- WHAT THE TASK REQUIRES:
Look through the records that follow. Copy every line containing the word "gift".

Stored records:
======

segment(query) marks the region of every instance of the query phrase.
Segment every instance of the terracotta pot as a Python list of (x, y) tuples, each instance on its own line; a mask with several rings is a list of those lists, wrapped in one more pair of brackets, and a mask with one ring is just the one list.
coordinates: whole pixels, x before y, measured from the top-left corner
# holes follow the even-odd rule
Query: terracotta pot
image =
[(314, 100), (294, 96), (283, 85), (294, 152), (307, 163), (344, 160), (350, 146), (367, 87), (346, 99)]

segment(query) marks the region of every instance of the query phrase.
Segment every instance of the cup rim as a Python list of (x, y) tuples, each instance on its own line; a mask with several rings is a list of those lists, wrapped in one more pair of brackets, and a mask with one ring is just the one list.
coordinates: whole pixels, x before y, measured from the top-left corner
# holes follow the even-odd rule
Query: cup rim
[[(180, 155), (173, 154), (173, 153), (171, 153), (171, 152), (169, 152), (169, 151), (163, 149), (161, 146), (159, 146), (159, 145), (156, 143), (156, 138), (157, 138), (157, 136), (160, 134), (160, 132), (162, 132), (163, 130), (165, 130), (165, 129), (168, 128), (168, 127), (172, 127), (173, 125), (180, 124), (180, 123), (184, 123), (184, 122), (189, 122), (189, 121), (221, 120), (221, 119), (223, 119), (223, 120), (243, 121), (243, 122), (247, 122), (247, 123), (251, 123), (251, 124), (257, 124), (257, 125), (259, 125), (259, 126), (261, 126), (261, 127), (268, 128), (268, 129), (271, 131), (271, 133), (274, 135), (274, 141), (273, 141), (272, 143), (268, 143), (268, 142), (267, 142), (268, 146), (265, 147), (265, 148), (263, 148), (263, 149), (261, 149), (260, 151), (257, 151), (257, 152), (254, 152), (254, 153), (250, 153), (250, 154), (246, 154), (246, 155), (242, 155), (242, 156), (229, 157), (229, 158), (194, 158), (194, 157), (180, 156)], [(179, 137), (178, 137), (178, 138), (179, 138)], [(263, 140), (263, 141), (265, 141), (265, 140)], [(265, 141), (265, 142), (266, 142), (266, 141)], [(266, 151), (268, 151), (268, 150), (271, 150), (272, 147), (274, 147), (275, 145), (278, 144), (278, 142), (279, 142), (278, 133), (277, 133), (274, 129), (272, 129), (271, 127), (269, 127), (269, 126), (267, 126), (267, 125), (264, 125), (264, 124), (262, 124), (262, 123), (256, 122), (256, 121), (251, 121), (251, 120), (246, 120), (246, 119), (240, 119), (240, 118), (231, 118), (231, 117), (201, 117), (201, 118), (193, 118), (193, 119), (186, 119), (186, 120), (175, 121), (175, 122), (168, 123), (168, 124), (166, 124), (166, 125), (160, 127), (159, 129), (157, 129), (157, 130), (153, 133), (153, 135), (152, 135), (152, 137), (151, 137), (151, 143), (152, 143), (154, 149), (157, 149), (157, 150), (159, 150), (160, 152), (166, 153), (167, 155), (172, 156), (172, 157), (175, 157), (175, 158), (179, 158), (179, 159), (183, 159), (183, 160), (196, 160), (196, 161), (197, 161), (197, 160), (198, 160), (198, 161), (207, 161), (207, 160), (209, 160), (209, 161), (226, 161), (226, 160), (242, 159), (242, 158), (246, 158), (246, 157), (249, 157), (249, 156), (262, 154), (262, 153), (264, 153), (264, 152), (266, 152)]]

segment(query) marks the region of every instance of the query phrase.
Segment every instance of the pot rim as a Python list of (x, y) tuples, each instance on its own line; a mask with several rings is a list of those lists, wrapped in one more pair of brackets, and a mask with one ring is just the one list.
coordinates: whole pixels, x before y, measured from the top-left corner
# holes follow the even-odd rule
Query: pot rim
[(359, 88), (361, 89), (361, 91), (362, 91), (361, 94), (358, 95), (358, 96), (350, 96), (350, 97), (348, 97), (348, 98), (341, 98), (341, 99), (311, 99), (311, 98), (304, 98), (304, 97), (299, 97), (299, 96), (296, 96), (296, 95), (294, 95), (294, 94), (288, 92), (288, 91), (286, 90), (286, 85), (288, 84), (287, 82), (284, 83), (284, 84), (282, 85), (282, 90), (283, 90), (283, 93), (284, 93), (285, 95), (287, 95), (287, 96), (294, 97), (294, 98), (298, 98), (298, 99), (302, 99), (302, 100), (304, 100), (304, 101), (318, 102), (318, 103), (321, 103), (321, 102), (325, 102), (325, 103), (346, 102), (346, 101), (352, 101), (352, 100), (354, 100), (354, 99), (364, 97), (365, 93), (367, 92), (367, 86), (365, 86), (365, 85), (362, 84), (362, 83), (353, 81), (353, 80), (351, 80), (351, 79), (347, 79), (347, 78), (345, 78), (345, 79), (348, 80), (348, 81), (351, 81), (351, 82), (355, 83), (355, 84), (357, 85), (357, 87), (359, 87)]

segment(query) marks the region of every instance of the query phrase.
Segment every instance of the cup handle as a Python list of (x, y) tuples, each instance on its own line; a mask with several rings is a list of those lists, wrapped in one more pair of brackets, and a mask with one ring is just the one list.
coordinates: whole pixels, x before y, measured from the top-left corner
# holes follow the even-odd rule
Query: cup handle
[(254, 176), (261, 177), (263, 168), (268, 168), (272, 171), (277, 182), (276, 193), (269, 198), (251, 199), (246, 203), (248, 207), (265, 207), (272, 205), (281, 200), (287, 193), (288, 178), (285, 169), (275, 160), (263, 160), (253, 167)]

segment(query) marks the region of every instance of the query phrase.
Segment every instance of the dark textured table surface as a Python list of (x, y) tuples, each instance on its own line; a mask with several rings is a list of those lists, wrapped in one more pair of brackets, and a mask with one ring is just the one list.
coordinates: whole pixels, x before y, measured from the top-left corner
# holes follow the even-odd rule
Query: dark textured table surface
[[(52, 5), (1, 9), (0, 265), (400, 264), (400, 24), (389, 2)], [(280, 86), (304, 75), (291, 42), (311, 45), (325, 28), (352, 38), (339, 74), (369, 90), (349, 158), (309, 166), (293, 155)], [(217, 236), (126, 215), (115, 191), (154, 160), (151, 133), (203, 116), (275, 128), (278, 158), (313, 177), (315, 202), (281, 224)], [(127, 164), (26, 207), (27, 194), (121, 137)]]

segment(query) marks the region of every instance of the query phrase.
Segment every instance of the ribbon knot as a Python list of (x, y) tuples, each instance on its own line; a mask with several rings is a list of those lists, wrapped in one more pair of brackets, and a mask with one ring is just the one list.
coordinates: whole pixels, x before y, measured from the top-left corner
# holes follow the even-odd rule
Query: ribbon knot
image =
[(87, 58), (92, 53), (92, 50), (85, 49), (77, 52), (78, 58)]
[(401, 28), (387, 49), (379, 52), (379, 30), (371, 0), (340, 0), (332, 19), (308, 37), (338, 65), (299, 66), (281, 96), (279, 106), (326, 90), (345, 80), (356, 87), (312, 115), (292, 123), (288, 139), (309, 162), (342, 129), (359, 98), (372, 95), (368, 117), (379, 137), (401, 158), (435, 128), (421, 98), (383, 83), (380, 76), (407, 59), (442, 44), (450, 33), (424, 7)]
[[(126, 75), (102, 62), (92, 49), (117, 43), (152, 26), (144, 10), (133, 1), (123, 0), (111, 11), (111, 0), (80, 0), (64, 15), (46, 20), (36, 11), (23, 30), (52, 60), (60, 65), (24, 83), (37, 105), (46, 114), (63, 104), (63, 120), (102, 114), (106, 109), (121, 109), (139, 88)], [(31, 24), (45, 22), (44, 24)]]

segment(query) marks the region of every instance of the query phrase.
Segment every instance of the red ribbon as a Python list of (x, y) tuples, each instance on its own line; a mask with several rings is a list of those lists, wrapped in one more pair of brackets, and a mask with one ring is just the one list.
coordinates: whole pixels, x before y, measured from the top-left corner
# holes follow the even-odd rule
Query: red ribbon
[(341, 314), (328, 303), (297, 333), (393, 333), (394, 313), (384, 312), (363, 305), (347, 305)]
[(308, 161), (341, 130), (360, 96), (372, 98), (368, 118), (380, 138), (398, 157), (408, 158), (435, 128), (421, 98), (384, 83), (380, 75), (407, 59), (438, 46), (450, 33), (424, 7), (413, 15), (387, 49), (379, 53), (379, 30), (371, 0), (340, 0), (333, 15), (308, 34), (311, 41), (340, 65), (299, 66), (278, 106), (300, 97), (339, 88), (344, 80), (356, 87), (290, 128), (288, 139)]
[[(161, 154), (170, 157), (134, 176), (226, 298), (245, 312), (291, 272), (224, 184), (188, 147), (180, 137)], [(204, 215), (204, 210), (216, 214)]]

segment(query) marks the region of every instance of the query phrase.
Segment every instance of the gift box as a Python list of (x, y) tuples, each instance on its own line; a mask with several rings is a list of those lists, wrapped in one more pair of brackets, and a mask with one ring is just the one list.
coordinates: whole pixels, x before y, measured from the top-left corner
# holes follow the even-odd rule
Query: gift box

======

- TASK RESULT:
Segment every instance of the gift box as a Python list of (x, y) tuples, each instance on its own line; a mask with several rings is a list of those lists, wrapped in one more pair of brackets, and a mask with one ring is just the one list.
Query: gift box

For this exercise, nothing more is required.